SOURCE EXTRACT:

--- start ---

What is connoisseurship then? Largely, being able to identify, more or less reliably, how a certain item fares against some aesthetic framework and, hopefully, deriving pleasure from it tending towards some idealised paradigm. But what’s the use of that?

The problem is hardly unique to wine, of course, but other sectors have it better. Art, music, literature might all share the weakness, but they have the shield of academicism and the muscle of culture to fall back on. They may be occasionally mocked but there is a loose agreement they are somehow good, even useful, the intellectual vegetables of life.  Fashion is lower down the rung, but still way above us. The absurdities of haute couture might give any wildly overpriced Bordeaux a run for its pre-phylloxera money but, on the ground, clothing is still a major vector of culture. Corporations and their designers run as often behind the public as ahead of it.

You would think we would find camaraderie in food culture, but even there we fall short. Food culture is actually much more akin to fashion: histrionics at the top, but a strong attachment to craft, with strong emotional and cultural attachments all the way down. And food has the added advantage of involving co-creation. The inspired layperson’s fashion has combination, repurposing, and assembly, but cooking has actual production.

--- end ---

SET EXERCISE 1: According to the passage on wine connoisseurship, what added advantage does food have over fashion?
SET EXERCISE 2: Carry on the passage on wine connoisseurship, picking up right after its final sentence.

INFORMATION GIVEN:
--- start ---

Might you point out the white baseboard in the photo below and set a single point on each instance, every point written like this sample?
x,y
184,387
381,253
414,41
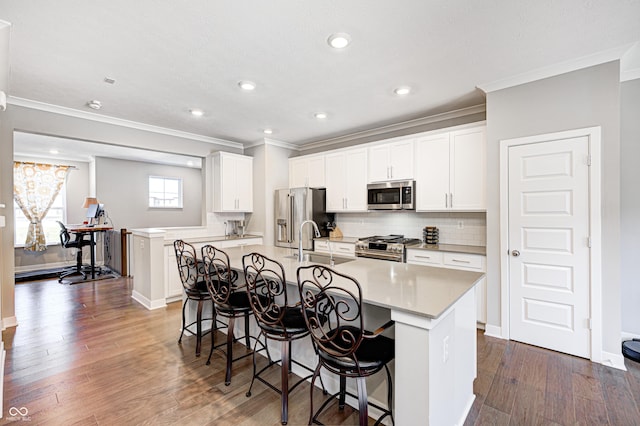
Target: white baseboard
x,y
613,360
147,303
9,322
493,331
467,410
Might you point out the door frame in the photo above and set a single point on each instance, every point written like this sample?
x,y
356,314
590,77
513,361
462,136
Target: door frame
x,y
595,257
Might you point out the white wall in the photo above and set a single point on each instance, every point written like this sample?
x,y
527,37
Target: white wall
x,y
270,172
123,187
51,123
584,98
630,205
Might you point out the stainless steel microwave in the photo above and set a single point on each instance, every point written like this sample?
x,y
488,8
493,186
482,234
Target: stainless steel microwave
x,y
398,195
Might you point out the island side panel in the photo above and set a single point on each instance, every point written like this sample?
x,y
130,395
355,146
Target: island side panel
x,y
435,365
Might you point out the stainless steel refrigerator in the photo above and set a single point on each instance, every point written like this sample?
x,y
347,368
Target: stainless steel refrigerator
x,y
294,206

--- end ---
--- start ---

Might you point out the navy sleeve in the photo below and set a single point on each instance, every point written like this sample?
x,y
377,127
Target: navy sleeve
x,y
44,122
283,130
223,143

--- end ---

OUTPUT 1: Food involves co-creation.

OUTPUT 2:
We can only dream of such public engagement with wine. Despite the fables a thousand sommeliers might have sold you, wine region locals for the most part couldn’t care less about wine quality, let alone connoisseurship. They might claim knowledge or birthright, but professional excellence rarely translates to individual sagacity. (Think of it this way: American universities lead the world in mathematics, yet the average American still needs to take off their shoes to count to twenty.) As for trying one’s hand in production…let’s just say that lived experience in a country where everyone and their uncle (especially the uncle), makes their own wine, suggests that it does very, very little for discernment. When I first got into wine, people used to ask me constantly why I don’t try to make my own. I used to reply that I also enjoy air travel, but I don’t try to make my own planes.

This poses a question for the wine connoisseur. Is there a point to the whole endeavour? Well, for starters, hopefully nobody is engaging in wine, as either professional or drinker, thinking they are improving their character, their soul, or the world at large. Hobbies need no justification beyond the pleasure one derives from them. (Professions add the factor of remuneration for effort.) Wine knowledge is useful as far as it enhances one’s understanding of, and pleasure from, the wine itself. For the more romantic, knowledge can be its own reward.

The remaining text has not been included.